### Document passage
* BEGIN *

On 10/07/2015 11:59 AM, Christopher L. Pitt Wolfe wrote:

  The problem is the jet. We only specify buoyancy
    forcing at the surface and southern sponge and forcing and
    sponges are zonally uniform, so there should be no source of
    zonal momentum. Therefore the jet is not there because of the
    forcing and there is no incompatibility between the forcing and
    boundary condition. Even if the jet were formed by some
    turbulent inverse cascade, the tangential flow should go to zero
    at the boundary due to no slip. What we see, however, is that
    the normal derivative of the tangential velocity goes to zero,
    suggesting that the model is giving us free-slip boundary
    conditions even though we asked for no-slip boundary conditions.
  —
    Reply to this email directly or view
      it on GitHub.
StephenGriffies commented 8 years ago

Hi,

I am only vaguely following the stencil details. But the discussion of spurious momentum sources makes me ask the following, perhaps off-the-mark questions, but wishing to be sure we are passing the "laugh test".

With flat isopycnals and no momentum or buoyancy forcing at the ocean surface, does MOM6 keep the flow static if there is a vertical wall? What about sloping walls? Do answers to these questions depend on whether free-slip, no-slip, bottom drag, etc?

Seems that the physically correct behaviour is static flow with horizontal isopycnals will stay static, regardless the frictional boundary conditions. Capisce?

Steve

On Thu, Oct 8, 2015 at 5:30 PM, Robert Hallberg notifications@github.com wrote:

Hi Christopher and Suyash,

Yes, you are absolutely right that the coastal lateral stresses probably are being zeroed out in your idealized test case, depending on how the layer thicknesses are being set in the halo points on land.

This has been a good discussion, that others might find helpful. I originally encoded the no-slip boundary conditions, so perhaps I can comment on a number of issues that have arisen in this conversation thread.

1) MOM6 is written with the intention that it conserves angular momentum pretty well. For example, conservation of angular momentum dictates the structure of the lateral stress tensor calculations in MOM6. However, a quadratic or linear bottom drag term or flow around bathymetric features can be effective ways to extract angular momentum from the solid earth if there is any near-bottom flow (as is usually the case). However I do not think that we have carefully examined this in all possible cases, so if there is clear evidence that this is not the case, we would like to have that drawn to our intention. (The "pretty well" has to do with the deliberate use of different definitions of the layer thickness at velocity points depending on the flow direction and speed and relative thicknesses of adjacent points, but that is a very long a detailed technical discussion, much of which will appear in the MOM6 documentation paper that we are writing.

2) The no-slip boundary conditions appear in the code in two places - in the estimate of relative vorticity at boundaries, and in the estimate of the shears at the boundaries (as determined by a 2-d land-mask). On a C-grid they do not dictate that the tangential velocity is actually 0 at any explicitly modeled location.

* END *

### Dataset excerpt
* BEGIN *

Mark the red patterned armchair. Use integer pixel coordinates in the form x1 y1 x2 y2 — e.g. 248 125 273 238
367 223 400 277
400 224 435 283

* END *

### Exercises to complete
A. Reproduce the passage of the MOM6 boundary-condition discussion starting at "The problem is" and ending at "it on GitHub.".
B. List every person named in the MOM6 boundary-condition discussion.
C. Write the next part of the MOM6 boundary-condition discussion, continuing on from its final sentence.
The data has no connection to the MOM6 boundary-condition discussion.

### Task-by-task results
A.
The problem is the jet. We only specify buoyancy
    forcing at the surface and southern sponge and forcing and
    sponges are zonally uniform, so there should be no source of
    zonal momentum. Therefore the jet is not there because of the
    forcing and there is no incompatibility between the forcing and
    boundary condition. Even if the jet were formed by some
    turbulent inverse cascade, the tangential flow should go to zero
    at the boundary due to no slip. What we see, however, is that
    the normal derivative of the tangential velocity goes to zero,
    suggesting that the model is giving us free-slip boundary
    conditions even though we asked for no-slip boundary conditions.
  —
    Reply to this email directly or view
      it on GitHub.

B. Christopher L. Pitt Wolfe (also addressed as Christopher), StephenGriffies (who signs as Steve), Robert Hallberg, Suyash

C.
3) The ocean has no vertical sides. Density surfaces end where they intersect the (usually sloping) bottom or the free surface. To conserve angular momentum, we write the horizontal viscosity term on a C-grid as du / dt = 1/h_u Div([h_q K_q, h_h K_h] Grad u) where u is the velocity, h_u is an estimate of the layer thickness at velocity points, h_q is an estimate of the thickness at vorticity points, h_h is the thickness at thickness points, and [K_h, K_q] are the Laplacian viscosities at the thickness and vorticity points. Everything except for h_q and h_u are well defined from 2nd order staggered discretizations or the C-grid variables themselves. Conservation of angular momentum requires that the same h_q appear in the u- and v- equations, and we have chosen to use simple arithmetic mean thicknesses for h_u in this term. Ensuring a finite acceleration when one or more of these thicknesses at velocity points go to 0 requires that the h_q also go to 0 in these circumstances. Therefore, we use the harmonic mean of the harmonic mean of the 2 values of h_u and harmonic mean of the 2 values of h_v (see line ~466 of MOM_hor_visc.F90, which starts hq = ...). The harmonic mean of A and B is 2 A B / (A + B), and it has the nice property that it is a second order accurate average of A and B, but goes to 2 A when A << B. This works well, but we do not currently apply land masks, and setting h over land to 0 has the effect of setting h_q at coastlines to 0, and disabling the fluxes with a no-slip boundary condition.

4) For the most part, in MOM6 we implement strong "lateral" drag via a vertical boundary condition with the CHANNEL_DRAG scheme, which calculates the bottom drag on a cell that partially intersects a sloping bottom. This seems like the right approach for realistic simulations, but it obviously is not doing what we would like for idealized vertical-walled oceans.

5) Properly implementing a no-slip boundary condition will require changing the definition of h_q at coastal points using the (2-d) land-sea masks to determine when to replace the thicknesses of masked velocity points with values that are temporarily extrapolated from unmasked neighbors. This should work well enough for straight or convex coastlines, but will introduce some (probably acceptable) cross-contamination of u- and v- thicknesses at concave corners in coastlines. Once we have written and tested this code modification, we will be closing out this issue.

Hopefully all this is helpful!

  • Bob Hallberg

p.s., The BT_STRONG_DRAG only pertains to bottom drag was a red herring in this case.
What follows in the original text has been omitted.